Collect each line in the items below that contains the string "snow" and copy those lines out, treating uppercase and lowercase letters as different.
————————
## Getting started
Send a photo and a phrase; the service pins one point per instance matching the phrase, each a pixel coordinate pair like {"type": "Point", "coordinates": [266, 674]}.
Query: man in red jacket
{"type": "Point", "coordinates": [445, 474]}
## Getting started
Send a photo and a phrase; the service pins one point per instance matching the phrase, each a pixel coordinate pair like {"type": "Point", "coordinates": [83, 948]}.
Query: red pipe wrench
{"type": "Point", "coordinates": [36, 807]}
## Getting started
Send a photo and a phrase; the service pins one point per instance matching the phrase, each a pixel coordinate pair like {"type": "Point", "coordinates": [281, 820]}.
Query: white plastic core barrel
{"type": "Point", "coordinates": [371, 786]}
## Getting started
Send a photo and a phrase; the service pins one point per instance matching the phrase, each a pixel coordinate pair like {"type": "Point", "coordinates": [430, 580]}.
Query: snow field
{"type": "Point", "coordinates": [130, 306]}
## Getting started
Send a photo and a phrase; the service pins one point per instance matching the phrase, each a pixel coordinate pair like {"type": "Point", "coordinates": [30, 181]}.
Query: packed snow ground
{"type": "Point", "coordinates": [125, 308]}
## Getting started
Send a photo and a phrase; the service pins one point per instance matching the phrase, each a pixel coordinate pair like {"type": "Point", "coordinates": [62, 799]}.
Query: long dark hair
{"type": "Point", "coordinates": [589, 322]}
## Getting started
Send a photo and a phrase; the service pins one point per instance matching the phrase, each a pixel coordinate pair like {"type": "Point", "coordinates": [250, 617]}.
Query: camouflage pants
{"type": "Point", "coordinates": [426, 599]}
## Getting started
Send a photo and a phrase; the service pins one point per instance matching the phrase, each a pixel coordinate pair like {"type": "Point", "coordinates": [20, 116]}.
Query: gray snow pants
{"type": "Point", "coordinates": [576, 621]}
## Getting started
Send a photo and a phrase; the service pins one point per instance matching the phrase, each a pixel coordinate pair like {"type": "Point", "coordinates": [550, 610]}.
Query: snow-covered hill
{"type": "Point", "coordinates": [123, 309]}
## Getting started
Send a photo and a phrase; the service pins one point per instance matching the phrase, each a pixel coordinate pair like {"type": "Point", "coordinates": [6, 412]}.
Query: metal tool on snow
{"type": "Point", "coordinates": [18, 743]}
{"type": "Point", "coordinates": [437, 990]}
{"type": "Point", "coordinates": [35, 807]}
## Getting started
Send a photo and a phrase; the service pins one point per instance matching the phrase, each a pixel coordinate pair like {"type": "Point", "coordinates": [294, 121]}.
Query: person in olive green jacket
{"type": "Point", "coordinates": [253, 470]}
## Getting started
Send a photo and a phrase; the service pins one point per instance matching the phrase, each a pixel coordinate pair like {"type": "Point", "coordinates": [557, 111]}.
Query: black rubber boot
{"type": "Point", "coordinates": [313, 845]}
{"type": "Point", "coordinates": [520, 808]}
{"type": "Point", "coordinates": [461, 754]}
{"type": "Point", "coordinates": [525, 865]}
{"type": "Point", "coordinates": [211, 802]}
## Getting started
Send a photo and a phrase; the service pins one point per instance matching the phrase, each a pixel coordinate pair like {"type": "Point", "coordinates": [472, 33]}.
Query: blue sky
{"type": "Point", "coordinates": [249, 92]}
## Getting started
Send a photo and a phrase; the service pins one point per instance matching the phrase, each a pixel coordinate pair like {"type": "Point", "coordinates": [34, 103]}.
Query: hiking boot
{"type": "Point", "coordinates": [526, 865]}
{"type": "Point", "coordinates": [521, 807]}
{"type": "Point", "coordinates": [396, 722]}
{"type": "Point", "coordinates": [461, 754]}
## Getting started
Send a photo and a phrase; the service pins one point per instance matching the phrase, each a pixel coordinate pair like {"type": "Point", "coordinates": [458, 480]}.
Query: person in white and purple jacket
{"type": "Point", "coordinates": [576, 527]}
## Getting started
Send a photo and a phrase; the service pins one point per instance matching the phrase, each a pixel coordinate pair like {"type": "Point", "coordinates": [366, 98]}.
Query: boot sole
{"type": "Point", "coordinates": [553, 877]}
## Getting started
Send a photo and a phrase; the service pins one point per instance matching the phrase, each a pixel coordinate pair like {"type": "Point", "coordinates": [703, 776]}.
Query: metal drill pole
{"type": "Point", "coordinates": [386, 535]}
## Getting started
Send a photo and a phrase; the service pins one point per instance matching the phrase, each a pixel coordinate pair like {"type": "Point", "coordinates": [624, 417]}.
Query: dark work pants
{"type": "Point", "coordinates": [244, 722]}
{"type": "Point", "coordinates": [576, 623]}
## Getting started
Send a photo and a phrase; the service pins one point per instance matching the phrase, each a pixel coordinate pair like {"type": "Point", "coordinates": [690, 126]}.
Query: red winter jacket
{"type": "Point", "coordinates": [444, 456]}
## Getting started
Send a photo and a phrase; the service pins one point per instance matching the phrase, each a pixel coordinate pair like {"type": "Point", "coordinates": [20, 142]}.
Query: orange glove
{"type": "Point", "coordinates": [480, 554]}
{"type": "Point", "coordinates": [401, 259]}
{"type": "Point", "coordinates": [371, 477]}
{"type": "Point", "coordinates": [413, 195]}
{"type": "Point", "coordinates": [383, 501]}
————————
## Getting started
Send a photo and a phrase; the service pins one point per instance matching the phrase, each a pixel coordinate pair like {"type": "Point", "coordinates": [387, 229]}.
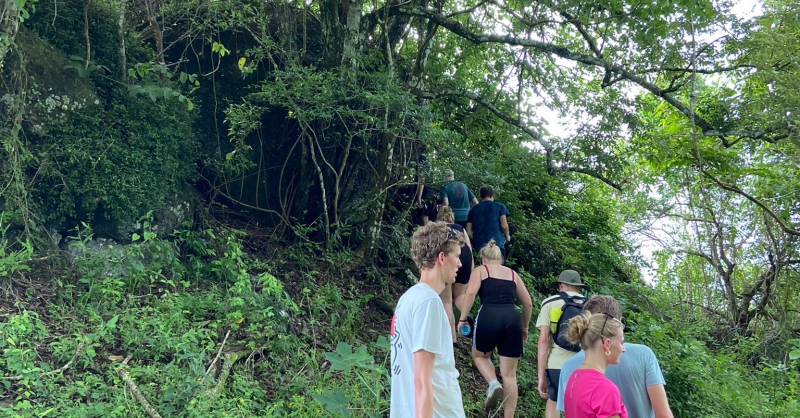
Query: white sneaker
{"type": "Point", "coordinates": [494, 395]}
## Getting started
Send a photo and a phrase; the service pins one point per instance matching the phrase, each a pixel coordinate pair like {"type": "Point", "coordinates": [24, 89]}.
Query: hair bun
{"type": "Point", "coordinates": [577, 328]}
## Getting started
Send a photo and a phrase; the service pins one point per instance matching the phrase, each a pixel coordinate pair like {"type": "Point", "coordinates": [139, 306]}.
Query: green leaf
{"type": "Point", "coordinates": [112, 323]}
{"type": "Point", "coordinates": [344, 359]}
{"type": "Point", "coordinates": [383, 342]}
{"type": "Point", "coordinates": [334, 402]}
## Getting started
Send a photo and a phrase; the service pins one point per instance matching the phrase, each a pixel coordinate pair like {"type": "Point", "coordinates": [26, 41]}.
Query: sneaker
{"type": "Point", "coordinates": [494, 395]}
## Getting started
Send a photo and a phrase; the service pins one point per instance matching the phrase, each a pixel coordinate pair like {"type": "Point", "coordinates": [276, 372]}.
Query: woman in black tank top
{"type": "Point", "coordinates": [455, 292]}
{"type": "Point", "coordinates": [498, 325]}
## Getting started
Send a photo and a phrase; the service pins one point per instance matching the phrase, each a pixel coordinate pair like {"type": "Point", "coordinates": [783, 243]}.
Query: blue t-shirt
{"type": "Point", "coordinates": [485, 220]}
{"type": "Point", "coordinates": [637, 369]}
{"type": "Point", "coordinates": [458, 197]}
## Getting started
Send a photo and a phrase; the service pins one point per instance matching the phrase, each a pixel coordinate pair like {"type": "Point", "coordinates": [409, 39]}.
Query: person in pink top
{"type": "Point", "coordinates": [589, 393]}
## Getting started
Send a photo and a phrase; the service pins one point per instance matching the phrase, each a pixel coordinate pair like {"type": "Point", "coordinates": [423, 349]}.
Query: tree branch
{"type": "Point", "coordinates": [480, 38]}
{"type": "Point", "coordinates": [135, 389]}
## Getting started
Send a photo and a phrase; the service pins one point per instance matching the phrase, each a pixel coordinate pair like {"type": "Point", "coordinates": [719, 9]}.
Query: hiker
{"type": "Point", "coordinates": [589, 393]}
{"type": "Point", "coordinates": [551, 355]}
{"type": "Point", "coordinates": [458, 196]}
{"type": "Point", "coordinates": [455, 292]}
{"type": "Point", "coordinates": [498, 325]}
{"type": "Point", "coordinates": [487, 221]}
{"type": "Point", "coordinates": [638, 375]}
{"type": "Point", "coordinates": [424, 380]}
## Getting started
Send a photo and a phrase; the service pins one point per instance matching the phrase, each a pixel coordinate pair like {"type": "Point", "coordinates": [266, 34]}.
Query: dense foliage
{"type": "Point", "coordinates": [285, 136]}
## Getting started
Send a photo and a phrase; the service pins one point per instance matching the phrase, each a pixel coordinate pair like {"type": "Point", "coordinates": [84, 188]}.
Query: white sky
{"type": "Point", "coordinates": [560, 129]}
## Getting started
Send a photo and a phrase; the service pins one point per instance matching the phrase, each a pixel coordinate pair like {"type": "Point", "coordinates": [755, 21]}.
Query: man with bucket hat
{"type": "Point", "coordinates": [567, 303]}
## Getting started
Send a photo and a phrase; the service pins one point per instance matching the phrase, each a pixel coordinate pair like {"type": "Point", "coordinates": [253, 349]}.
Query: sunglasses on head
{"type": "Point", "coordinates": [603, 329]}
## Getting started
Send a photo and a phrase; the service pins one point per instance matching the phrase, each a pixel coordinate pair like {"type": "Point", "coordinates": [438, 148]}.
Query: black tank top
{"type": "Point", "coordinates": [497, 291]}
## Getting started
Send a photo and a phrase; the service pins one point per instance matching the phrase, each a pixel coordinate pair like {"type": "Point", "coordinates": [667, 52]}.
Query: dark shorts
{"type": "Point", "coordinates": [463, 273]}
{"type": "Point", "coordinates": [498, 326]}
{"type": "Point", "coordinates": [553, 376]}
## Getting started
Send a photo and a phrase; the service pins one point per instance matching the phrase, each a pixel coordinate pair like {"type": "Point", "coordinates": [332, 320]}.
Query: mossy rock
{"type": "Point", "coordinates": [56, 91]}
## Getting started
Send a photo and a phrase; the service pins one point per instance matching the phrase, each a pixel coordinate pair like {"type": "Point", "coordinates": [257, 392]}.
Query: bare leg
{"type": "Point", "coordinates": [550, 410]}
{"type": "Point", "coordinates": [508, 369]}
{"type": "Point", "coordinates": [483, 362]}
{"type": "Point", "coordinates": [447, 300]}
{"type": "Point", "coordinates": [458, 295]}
————————
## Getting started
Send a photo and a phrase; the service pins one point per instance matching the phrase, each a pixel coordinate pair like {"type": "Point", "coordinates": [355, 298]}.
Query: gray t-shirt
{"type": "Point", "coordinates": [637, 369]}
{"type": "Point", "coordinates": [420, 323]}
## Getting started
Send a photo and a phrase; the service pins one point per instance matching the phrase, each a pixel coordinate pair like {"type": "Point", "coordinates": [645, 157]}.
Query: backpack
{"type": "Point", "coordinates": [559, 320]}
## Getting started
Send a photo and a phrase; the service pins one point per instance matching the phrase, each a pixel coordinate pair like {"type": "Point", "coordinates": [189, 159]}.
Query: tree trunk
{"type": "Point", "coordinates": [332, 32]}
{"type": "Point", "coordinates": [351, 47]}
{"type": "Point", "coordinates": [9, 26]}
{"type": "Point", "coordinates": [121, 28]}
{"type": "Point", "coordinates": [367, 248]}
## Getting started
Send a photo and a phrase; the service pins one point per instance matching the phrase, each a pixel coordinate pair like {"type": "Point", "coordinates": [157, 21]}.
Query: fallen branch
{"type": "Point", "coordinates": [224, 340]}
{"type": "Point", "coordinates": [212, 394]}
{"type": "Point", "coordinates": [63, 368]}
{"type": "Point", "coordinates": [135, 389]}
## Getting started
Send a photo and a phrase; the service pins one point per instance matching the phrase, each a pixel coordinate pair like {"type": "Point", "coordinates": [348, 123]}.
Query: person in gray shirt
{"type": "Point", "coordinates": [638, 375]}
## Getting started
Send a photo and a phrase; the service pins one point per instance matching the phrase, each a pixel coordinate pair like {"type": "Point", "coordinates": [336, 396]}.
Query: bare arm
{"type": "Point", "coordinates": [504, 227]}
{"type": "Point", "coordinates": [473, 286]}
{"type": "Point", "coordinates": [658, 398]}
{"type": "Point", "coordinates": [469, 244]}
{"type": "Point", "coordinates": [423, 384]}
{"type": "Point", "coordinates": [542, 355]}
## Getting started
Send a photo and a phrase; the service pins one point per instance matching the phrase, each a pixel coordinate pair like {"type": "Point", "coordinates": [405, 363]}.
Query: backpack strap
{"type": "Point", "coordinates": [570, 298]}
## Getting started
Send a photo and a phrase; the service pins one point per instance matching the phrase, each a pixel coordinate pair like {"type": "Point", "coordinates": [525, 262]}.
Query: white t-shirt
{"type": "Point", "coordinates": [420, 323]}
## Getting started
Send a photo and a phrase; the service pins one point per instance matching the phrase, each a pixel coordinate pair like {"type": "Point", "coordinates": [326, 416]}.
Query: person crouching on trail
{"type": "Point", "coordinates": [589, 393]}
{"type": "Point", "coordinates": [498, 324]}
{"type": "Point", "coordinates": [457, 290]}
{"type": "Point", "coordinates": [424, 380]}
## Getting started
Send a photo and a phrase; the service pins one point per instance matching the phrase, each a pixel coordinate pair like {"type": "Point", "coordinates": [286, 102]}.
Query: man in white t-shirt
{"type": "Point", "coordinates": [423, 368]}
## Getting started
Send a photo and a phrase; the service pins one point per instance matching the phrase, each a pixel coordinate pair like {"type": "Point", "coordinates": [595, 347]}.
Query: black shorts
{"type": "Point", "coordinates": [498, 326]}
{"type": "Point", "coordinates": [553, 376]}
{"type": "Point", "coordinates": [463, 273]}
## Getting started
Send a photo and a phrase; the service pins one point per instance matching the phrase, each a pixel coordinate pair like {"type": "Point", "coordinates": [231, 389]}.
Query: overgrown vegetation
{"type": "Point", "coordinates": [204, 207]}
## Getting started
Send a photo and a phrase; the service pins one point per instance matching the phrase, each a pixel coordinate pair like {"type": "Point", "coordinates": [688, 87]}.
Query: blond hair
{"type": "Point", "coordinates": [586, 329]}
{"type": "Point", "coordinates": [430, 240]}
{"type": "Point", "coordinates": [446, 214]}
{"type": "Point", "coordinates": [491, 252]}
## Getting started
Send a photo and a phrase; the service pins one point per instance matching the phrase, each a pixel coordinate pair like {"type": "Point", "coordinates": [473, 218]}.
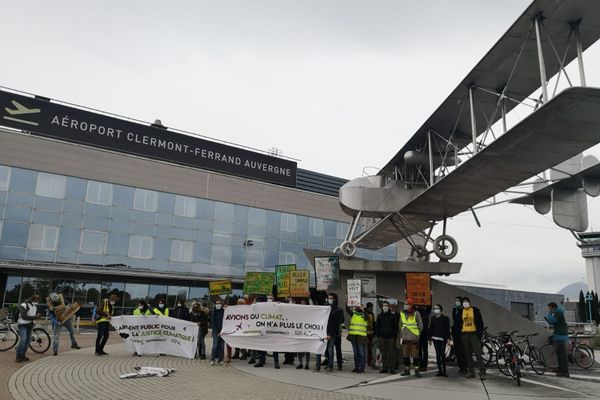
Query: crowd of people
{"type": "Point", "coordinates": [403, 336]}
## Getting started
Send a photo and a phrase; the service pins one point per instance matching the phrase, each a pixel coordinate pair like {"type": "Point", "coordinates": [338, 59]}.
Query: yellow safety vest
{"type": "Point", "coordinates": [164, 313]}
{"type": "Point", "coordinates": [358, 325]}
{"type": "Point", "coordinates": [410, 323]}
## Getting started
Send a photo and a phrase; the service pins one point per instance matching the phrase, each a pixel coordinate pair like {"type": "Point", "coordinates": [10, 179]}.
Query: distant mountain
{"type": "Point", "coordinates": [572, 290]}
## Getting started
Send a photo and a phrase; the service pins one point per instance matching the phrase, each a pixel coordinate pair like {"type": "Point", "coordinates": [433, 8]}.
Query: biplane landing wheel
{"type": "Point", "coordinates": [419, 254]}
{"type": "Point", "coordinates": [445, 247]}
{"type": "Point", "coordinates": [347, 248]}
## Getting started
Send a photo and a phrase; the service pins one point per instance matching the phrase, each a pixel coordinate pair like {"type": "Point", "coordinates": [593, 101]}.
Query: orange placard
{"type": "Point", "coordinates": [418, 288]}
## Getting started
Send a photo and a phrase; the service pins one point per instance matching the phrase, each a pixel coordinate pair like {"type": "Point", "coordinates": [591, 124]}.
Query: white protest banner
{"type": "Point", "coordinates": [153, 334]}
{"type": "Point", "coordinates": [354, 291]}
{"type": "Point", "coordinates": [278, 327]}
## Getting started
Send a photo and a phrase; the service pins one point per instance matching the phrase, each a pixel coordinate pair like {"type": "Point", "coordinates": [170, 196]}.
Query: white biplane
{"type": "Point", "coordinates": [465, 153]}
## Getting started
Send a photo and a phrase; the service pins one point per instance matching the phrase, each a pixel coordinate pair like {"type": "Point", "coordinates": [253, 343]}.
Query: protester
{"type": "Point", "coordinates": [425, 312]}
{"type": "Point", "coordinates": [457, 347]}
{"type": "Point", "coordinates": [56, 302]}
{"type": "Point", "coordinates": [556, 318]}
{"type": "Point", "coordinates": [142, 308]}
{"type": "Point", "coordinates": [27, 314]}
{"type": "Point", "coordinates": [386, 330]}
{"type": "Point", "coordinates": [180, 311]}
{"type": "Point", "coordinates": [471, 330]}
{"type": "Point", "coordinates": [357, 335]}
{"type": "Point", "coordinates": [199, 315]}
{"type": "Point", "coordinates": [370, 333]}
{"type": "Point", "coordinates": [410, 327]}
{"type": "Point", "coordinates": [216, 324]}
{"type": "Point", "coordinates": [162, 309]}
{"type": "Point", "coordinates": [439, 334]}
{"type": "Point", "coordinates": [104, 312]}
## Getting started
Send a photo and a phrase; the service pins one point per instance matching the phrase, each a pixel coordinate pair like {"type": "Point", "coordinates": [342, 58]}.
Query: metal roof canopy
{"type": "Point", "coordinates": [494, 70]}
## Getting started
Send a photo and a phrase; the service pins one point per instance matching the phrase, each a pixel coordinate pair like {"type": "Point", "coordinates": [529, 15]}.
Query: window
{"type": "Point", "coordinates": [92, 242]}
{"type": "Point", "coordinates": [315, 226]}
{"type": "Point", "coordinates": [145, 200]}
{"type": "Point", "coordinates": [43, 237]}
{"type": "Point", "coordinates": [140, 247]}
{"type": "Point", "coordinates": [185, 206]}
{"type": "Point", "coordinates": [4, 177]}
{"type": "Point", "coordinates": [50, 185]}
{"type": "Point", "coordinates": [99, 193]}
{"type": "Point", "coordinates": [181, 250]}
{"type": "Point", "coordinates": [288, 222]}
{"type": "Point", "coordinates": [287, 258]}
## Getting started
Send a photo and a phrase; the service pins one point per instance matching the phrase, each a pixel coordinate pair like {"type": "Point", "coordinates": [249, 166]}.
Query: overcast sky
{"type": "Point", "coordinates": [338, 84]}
————————
SOLUTION TO THIS TASK.
Query: snow field
Query: packed snow ground
Query: gray snow pants
Query: snow-covered hill
Query: metal tool on snow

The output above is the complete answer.